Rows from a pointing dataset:
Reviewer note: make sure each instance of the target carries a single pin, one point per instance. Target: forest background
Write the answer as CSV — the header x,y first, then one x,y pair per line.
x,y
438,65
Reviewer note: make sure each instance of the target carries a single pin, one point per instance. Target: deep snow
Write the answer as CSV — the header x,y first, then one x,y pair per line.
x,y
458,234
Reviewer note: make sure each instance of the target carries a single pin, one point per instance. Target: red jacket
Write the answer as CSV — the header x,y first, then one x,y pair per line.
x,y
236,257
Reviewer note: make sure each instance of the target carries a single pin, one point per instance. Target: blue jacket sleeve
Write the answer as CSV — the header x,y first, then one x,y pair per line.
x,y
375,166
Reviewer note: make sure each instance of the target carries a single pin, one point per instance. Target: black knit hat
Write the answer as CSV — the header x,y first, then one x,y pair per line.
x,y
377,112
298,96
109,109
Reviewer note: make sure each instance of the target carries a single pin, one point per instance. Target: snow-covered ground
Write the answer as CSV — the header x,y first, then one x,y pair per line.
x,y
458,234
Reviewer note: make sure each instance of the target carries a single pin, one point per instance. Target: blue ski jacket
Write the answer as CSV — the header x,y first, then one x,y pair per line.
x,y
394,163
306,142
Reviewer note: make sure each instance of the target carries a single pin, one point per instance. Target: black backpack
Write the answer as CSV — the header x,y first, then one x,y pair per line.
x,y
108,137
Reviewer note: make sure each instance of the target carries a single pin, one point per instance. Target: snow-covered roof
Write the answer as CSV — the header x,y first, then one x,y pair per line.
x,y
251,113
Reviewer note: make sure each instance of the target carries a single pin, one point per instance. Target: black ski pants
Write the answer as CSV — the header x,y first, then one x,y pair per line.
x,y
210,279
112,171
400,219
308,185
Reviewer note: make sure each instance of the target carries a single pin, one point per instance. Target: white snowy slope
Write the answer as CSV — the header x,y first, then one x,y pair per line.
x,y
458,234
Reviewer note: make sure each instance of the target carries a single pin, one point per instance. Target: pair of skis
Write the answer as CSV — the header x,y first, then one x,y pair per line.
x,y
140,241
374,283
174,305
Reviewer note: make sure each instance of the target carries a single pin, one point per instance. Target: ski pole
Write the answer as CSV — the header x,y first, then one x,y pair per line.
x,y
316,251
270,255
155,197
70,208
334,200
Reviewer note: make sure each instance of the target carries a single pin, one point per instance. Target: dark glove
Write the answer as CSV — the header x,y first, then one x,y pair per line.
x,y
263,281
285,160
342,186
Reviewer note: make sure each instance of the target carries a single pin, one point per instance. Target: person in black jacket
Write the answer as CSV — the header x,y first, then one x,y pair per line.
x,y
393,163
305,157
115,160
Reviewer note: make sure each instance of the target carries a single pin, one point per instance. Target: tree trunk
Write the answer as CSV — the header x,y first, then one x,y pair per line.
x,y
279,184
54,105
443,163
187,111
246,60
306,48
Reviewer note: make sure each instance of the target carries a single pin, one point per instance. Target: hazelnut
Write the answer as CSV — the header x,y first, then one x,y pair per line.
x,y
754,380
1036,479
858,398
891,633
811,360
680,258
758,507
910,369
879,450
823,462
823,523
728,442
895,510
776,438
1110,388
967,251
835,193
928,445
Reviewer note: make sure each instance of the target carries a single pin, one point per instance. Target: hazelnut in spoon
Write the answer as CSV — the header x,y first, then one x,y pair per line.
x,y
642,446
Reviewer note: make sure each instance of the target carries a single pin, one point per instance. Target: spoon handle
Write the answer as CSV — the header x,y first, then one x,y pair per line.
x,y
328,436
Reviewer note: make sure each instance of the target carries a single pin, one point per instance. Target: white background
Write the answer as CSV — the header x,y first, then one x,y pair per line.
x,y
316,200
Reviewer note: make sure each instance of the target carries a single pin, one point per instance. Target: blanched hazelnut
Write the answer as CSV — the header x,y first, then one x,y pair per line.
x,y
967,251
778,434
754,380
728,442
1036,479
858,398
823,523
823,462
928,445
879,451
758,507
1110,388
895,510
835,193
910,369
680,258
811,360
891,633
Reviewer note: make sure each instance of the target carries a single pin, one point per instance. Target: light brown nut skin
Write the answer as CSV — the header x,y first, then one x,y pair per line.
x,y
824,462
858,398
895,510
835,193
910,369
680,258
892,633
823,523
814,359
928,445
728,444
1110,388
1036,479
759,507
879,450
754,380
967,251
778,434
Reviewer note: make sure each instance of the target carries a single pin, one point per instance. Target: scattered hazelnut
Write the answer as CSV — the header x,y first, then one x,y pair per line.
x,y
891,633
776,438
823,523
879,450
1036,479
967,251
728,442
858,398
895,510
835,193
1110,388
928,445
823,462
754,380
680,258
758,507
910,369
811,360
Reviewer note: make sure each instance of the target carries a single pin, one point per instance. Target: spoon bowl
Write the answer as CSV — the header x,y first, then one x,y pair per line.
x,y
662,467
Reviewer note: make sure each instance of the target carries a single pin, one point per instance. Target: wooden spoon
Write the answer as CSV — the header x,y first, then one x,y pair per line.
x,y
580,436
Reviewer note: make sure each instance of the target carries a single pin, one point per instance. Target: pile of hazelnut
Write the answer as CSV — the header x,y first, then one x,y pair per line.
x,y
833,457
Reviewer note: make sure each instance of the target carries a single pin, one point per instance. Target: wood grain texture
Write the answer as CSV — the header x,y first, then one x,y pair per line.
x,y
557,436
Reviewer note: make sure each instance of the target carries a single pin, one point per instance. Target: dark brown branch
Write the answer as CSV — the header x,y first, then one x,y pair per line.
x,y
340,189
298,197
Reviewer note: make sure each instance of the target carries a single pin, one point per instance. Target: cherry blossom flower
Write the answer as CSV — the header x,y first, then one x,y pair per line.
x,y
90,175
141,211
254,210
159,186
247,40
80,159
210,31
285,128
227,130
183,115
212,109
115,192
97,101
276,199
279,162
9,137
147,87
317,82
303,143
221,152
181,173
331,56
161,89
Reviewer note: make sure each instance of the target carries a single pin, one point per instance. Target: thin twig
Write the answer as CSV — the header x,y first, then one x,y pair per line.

- _TASK REQUIREMENTS_: Rewrite all of the rows above as a numbered list and drop any blank lines.

- _COMPLETE OUTPUT_:
1. Reviewer note: make sure each instance of the target carries a single pin, one point per instance. Target: forest background
2. Write the answer as CSV — the header x,y first, then one x,y pair per line.
3. x,y
4. 438,65
5. Reviewer note: make sure each instance of the target carries a single pin, one point per instance. Target: deep snow
6. Write the answer as CSV — the header x,y first, then one x,y pair per line.
7. x,y
8. 458,234
9. Reviewer note: make sure each instance of the target carries a single pin, one point per instance. Target: red jacket
10. Write the answer as CSV — the header x,y first, then one x,y pair per line.
11. x,y
12. 236,257
13. Reviewer note: make sure each instance of the target carries a single pin, one point per instance. Target: blue jacket sleeve
14. Write the answer as CSV — the header x,y first, then one x,y pair per line.
15. x,y
16. 375,166
17. Reviewer note: make sure each instance of the target carries a single pin, one point per instance. Target: black knit hat
18. Write the answer as CSV — the header x,y first, then one x,y pair per line.
19. x,y
20. 377,112
21. 298,96
22. 109,109
23. Reviewer note: make sure each instance of the target carries a single pin, one point per instance. Target: snow-covered ground
24. Write the answer as CSV — the header x,y first, then one x,y pair per line.
25. x,y
26. 458,234
27. Reviewer note: make sure each instance of the target carries a single pin, one point per instance. Target: blue ski jacket
28. Write the answer as CSV — the header x,y first, then one x,y pair per line.
29. x,y
30. 394,163
31. 306,142
32. Reviewer note: make sure each instance of the target carries a single pin, one point per instance. Target: black backpack
33. Write the answer as CSV — the header x,y first, then one x,y pair per line.
34. x,y
35. 108,137
36. Reviewer note: make sure each instance of the target carries a single pin, one point per instance. Target: snow-covered roof
37. Write the answer as CSV — the header x,y first, then one x,y pair per line.
38. x,y
39. 251,113
40. Reviewer note: make sure each instance of the target carries a single pin, one point per instance. Target: black ski pants
41. Write the answer as CSV — the header x,y first, then one x,y pair per line.
42. x,y
43. 210,279
44. 112,171
45. 400,219
46. 308,185
47. Reviewer note: make sure each instance of the target carries a single pin, one point per instance. Target: white snowy slope
48. Write the answer as CSV — the header x,y first, then one x,y pair per line.
49. x,y
50. 458,234
51. Reviewer note: make sure each instance of the target carries a single pin, one point per instance. Target: pair of skis
52. Write the answer as CSV — the header x,y first, then one x,y pair per line.
53. x,y
54. 140,241
55. 374,283
56. 174,305
57. Reviewer note: make sure each instance of the target carries a single pin, one point per instance. Target: ski pole
58. Write the answer as CSV — the header x,y first, then one x,y pair per line.
59. x,y
60. 316,251
61. 270,255
62. 155,197
63. 70,208
64. 334,200
65. Reviewer note: make sure each instance of the target carries a single pin, one point per instance. Target: dark glove
66. Write the answer as CSV — the header x,y first, then one x,y pair per line.
67. x,y
68. 263,281
69. 285,160
70. 342,186
71. Reviewer note: make sure each instance of the target carries a single pin, one point per instance. Target: person in black jacket
72. Write the answer as CSV — the header x,y first, then one x,y pair per line.
73. x,y
74. 393,163
75. 305,157
76. 115,160
77. Reviewer note: make sure each instance of the target carries a single pin, one point per instance. Target: tree trunk
78. Write the answer as CSV — the header x,y first, then one x,y pair per line.
79. x,y
80. 279,184
81. 54,105
82. 443,163
83. 187,111
84. 246,60
85. 306,48
86. Reviewer note: make sure each instance of the target carries a single pin, one point per instance. Target: hazelnut
87. Write the answer as CSV — the header x,y first, then one x,y pair per line.
88. x,y
89. 754,380
90. 1036,479
91. 858,398
92. 891,633
93. 811,360
94. 680,258
95. 758,507
96. 910,369
97. 879,450
98. 823,462
99. 823,523
100. 728,442
101. 895,510
102. 776,438
103. 1110,388
104. 967,251
105. 835,193
106. 928,445
107. Reviewer note: make sure each instance of the target carries a single pin, one point per instance. Target: hazelnut in spoon
108. Write the answer as CSV — the header x,y first, then one x,y pair per line.
109. x,y
110. 642,446
111. Reviewer note: make sure each instance of the target carries a single pin, one point per instance. Target: spoon handle
112. Write the answer as CSV — the header x,y first, then one x,y pair per line.
113. x,y
114. 328,436
115. Reviewer note: make sure each instance of the target carries a single pin, one point per instance. Target: white background
116. Write the answer as CSV — the header x,y first, then one x,y pair per line.
117. x,y
118. 316,200
119. Reviewer note: make sure each instance of the target carries a single pin, one point per instance. Target: blanched hazelnut
120. Write the answer as CSV — the header x,y first, then one x,y pair per line.
121. x,y
122. 967,251
123. 778,434
124. 754,380
125. 728,442
126. 1036,479
127. 858,398
128. 823,523
129. 823,462
130. 928,445
131. 879,451
132. 758,507
133. 1110,388
134. 895,510
135. 835,193
136. 910,369
137. 680,258
138. 811,360
139. 891,633
140. Reviewer note: make sure each instance of the target carries a single pin, one point per instance. Target: light brown nut skin
141. Write the answer as CSV — the header x,y first, then one x,y pair per line.
142. x,y
143. 824,462
144. 858,398
145. 895,510
146. 835,193
147. 910,369
148. 680,258
149. 892,633
150. 823,523
151. 814,359
152. 928,445
153. 728,444
154. 1110,388
155. 1036,479
156. 759,507
157. 879,450
158. 754,380
159. 967,251
160. 778,434
161. Reviewer note: make sure each instance of the target carries a single pin, one point per instance. Target: scattered hazelnut
162. Write the answer as CSV — the header x,y first, then one x,y pair per line.
163. x,y
164. 891,633
165. 776,438
166. 823,523
167. 879,450
168. 1036,479
169. 967,251
170. 728,442
171. 858,398
172. 895,510
173. 835,193
174. 1110,388
175. 928,445
176. 823,462
177. 754,380
178. 680,258
179. 758,507
180. 910,369
181. 811,360
182. Reviewer note: make sure each instance of the target carries a single pin, one point per instance. Target: spoon bowl
183. Write the answer as CSV — the header x,y first, then one x,y pair per line.
184. x,y
185. 662,467
186. Reviewer note: make sure each instance of the target carries a single pin, one point per instance. Target: wooden spoon
187. Write the answer as CSV — the header x,y first, then one x,y pair per line.
188. x,y
189. 580,436
190. Reviewer note: make sure each instance of the target carries a single pin, one point per instance. Target: pile of hazelnut
191. Write the answer as CSV — the header x,y first, then one x,y pair per line.
192. x,y
193. 833,457
194. Reviewer note: make sure each instance of the target carries a single pin, one point per instance. Target: wood grain texture
195. Write the answer as CSV — the header x,y first, then one x,y pair per line.
196. x,y
197. 557,436
198. Reviewer note: make sure each instance of the target carries a single pin, one point per instance. Target: dark brown branch
199. Write the answer as CSV — the header x,y first, then one x,y pair per line.
200. x,y
201. 340,189
202. 298,197
203. Reviewer note: make sure each instance of the target carries a single pin, one point per instance. Target: cherry blossom flower
204. Write the answer as CSV — the header x,y first, then one x,y pair per line.
205. x,y
206. 90,175
207. 141,211
208. 254,210
209. 159,186
210. 247,40
211. 80,159
212. 210,31
213. 285,128
214. 227,130
215. 183,115
216. 212,109
217. 115,192
218. 97,101
219. 276,199
220. 279,162
221. 9,137
222. 147,87
223. 317,82
224. 303,143
225. 221,152
226. 181,173
227. 331,56
228. 161,89
229. Reviewer note: make sure each instance of the target carries a single pin, one point per instance. Target: thin twig
230. Write the answer as CSV — the header x,y first, then one x,y pair per line.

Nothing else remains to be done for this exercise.